• [Task]: Copy every line of the data below, from its first line through the line with "xmin=54 ymin=46 xmax=170 ymax=186", and add -144 to each box coordinate in the answers.

+-------+

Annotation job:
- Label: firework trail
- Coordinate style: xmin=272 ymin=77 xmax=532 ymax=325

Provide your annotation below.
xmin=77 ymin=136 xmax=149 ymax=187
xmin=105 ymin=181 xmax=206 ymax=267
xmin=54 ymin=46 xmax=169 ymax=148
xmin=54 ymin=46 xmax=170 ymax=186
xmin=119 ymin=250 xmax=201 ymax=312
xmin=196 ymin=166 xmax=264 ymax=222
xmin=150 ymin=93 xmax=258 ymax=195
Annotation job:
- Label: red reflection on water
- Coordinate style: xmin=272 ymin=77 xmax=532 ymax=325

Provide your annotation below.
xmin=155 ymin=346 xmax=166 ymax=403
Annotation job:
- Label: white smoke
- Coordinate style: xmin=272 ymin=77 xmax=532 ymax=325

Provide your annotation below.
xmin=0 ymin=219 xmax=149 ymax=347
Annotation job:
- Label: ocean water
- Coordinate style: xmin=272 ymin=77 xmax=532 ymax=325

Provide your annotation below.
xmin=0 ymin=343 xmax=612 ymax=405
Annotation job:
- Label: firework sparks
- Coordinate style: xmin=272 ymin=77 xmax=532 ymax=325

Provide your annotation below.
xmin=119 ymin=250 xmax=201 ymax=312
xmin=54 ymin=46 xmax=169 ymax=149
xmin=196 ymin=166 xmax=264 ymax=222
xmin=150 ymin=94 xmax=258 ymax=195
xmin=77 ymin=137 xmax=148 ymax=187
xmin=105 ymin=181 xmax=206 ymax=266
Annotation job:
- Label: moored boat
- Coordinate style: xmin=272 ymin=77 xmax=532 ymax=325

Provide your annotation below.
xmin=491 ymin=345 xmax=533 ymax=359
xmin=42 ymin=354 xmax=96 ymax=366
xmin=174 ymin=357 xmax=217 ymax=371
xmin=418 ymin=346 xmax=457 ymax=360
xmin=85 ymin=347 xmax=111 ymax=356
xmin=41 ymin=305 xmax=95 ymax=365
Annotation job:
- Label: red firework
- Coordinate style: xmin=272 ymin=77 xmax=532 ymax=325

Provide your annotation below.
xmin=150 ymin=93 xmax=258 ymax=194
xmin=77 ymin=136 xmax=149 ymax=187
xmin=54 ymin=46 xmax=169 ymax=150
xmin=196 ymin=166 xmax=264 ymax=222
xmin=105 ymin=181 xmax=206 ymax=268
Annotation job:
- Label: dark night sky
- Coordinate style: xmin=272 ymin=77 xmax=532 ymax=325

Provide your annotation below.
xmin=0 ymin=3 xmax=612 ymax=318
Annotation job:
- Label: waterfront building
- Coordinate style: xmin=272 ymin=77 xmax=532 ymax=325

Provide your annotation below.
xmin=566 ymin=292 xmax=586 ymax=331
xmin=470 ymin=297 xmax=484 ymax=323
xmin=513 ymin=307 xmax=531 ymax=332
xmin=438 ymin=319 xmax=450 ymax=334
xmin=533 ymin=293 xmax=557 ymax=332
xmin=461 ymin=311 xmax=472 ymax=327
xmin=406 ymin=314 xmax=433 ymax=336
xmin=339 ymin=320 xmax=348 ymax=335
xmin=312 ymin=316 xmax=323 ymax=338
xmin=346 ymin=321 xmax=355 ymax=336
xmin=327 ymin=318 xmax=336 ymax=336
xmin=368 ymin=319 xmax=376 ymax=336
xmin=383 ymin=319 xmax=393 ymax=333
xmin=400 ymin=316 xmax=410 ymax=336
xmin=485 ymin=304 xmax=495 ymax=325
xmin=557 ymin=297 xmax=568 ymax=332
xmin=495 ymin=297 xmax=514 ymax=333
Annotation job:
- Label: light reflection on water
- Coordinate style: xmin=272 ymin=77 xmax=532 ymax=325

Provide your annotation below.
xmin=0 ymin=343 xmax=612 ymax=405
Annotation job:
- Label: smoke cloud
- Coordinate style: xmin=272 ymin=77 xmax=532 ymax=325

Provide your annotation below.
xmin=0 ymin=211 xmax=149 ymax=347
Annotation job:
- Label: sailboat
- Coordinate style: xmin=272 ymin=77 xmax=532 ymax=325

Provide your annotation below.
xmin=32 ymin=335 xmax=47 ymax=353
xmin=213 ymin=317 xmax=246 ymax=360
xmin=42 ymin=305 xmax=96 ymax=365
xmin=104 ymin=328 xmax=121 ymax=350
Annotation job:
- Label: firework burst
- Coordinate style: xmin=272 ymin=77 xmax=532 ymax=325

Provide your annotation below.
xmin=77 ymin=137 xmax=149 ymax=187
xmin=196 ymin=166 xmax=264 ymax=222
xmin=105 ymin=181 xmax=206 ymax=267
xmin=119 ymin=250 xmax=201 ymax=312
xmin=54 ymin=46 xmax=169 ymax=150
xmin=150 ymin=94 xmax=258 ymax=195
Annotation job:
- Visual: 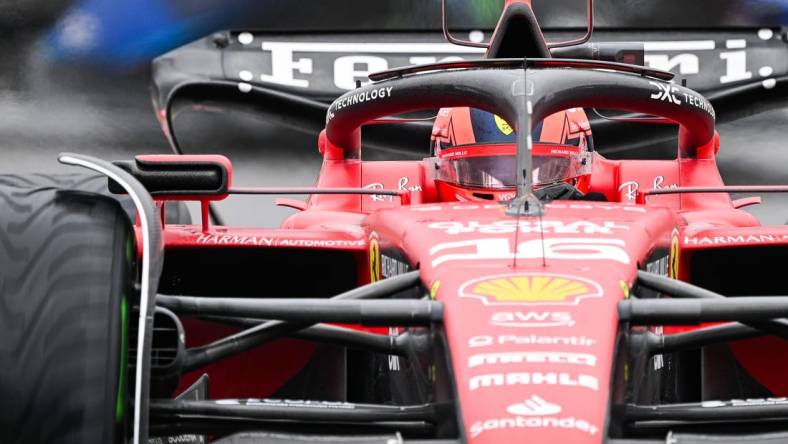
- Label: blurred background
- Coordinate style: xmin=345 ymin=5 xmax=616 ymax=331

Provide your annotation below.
xmin=0 ymin=0 xmax=788 ymax=226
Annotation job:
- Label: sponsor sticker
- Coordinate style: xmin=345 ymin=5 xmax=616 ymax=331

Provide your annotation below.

+-------+

• [Solution to the exercise]:
Annotation job:
- Label: firework trail
- Coordinate style: xmin=272 ymin=77 xmax=532 ymax=325

Provide your annotation below.
xmin=-67 ymin=-8 xmax=5 ymax=43
xmin=-39 ymin=37 xmax=62 ymax=123
xmin=-90 ymin=-98 xmax=25 ymax=4
xmin=-90 ymin=-98 xmax=26 ymax=42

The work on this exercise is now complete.